> Listed records
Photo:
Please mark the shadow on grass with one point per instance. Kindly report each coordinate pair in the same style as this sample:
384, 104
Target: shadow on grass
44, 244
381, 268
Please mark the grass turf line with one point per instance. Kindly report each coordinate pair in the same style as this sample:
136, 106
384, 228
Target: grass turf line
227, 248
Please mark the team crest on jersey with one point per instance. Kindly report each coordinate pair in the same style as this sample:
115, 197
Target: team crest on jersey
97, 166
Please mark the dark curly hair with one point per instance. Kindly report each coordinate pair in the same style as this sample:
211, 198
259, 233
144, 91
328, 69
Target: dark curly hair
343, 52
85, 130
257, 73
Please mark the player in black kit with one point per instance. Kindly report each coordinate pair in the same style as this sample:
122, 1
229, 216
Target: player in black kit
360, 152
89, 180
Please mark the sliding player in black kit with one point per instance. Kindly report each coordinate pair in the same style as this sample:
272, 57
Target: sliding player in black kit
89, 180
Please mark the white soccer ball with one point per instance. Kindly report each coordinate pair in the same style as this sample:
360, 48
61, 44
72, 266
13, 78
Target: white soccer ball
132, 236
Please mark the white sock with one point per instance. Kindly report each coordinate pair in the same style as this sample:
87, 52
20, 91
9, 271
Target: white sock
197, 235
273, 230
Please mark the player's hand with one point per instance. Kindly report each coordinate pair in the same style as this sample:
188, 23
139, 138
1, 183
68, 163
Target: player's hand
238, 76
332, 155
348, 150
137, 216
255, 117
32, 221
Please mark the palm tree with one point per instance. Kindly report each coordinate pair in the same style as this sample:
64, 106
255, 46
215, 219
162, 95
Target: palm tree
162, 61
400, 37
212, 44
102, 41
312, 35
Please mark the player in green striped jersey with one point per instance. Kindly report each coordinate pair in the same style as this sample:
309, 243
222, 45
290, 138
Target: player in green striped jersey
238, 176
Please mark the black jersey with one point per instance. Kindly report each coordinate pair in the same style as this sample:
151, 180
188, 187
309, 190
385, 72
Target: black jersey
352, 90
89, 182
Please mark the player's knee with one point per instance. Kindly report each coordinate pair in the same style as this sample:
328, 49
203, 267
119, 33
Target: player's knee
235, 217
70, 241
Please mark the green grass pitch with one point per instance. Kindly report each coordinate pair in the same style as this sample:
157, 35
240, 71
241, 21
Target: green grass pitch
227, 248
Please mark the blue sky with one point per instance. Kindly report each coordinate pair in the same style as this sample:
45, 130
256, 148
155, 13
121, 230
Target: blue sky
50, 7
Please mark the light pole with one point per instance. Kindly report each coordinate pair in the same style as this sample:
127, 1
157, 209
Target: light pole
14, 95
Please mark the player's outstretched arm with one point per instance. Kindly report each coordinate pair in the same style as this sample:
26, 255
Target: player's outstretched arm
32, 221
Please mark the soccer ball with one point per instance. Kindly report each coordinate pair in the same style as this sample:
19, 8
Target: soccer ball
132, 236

> What is needed
Reproduce each entry above exactly, keeping every word.

> Correct response
Photo:
Please mark the shadow on grass with one point per instance. Kindly report each coordinate pair in the same style as this sample:
384, 104
Target: shadow on grass
44, 244
381, 268
Please mark the grass turf line with one point per instance. Kindly report each coordinate pair in the same style as this sample:
136, 106
384, 228
Target: grass turf line
227, 248
Please mark the team crest on jersey with one point per instance. Kindly report each coordinate pair in the same style as this sample:
115, 197
Target: team crest on jersey
97, 166
Please mark the dark curly hair with one point per instance. Kindly report each coordinate pair in the same style as this sample:
211, 198
259, 233
144, 91
328, 69
Target: dark curly hair
343, 52
85, 130
257, 73
Please mark the player in black kit with one point per instance. Kindly report each coordinate pair in the same style as this sample:
122, 1
229, 216
Target: player in black kit
360, 152
89, 180
Please mark the sliding player in black kit with one point per instance. Kindly report each coordinate pair in the same style as this sample:
272, 57
Target: sliding player in black kit
89, 180
Please mark the white soccer ball with one point per instance. Kindly report each coordinate pair in the same style as this sample:
360, 48
61, 44
72, 266
13, 78
Target: white soccer ball
132, 236
Please mark the white sock with one point per instance. Kindly report each coordinate pair in the same style as this sample:
87, 52
20, 91
9, 271
Target: white sock
197, 235
273, 230
Please mark the player's hand with one point per instance. Kindly report each coordinate pair in the same style as this sample:
188, 23
139, 138
1, 183
68, 163
Target: player's hand
238, 76
332, 155
348, 150
137, 216
255, 117
32, 221
Please mark the palm tree with one point per instance. Kindly report each coordinate pair in the same style as this sample:
64, 106
255, 46
215, 219
162, 95
Target: palm tree
162, 61
400, 37
212, 44
102, 41
312, 35
Please mark the player in green striped jersey with one point per instance. Kindly report each coordinate pair in the same style as this sample:
309, 243
222, 45
290, 138
Target: player in green striped jersey
238, 176
Please mark the black jersey with one point per instance. Kindly report each coordinate pair in the same style as this sample:
151, 180
188, 187
309, 190
385, 72
Target: black jersey
352, 90
89, 182
Please mark the player's knee with one point per instance. Kindly report each coordinate pair in the same style as this sample:
328, 49
203, 267
119, 33
Target: player's knee
235, 217
70, 241
Please mark the green grass pitch with one point per instance. Kindly report each coordinate pair in the same style as this sample:
157, 35
240, 71
241, 21
Target: green grass pitch
227, 248
Please mark the blue sky with one point per instance. Kindly report each coordinate pair in the same style as this sample:
45, 130
256, 148
155, 13
121, 230
Target: blue sky
50, 7
Please mark the light pole with one point per instance. Kindly report each coordinate pair in the same style as this sample:
127, 1
157, 209
Target: light pole
14, 95
Please mark the player's outstretched arm with one point per instance. Kindly report each coordinate pair in the same style as this sample:
26, 255
Target: player's outstretched arm
32, 221
Please mark the soccer ball with one point per instance. Kindly report each coordinate pair in the same style as this sample:
19, 8
Target: soccer ball
132, 236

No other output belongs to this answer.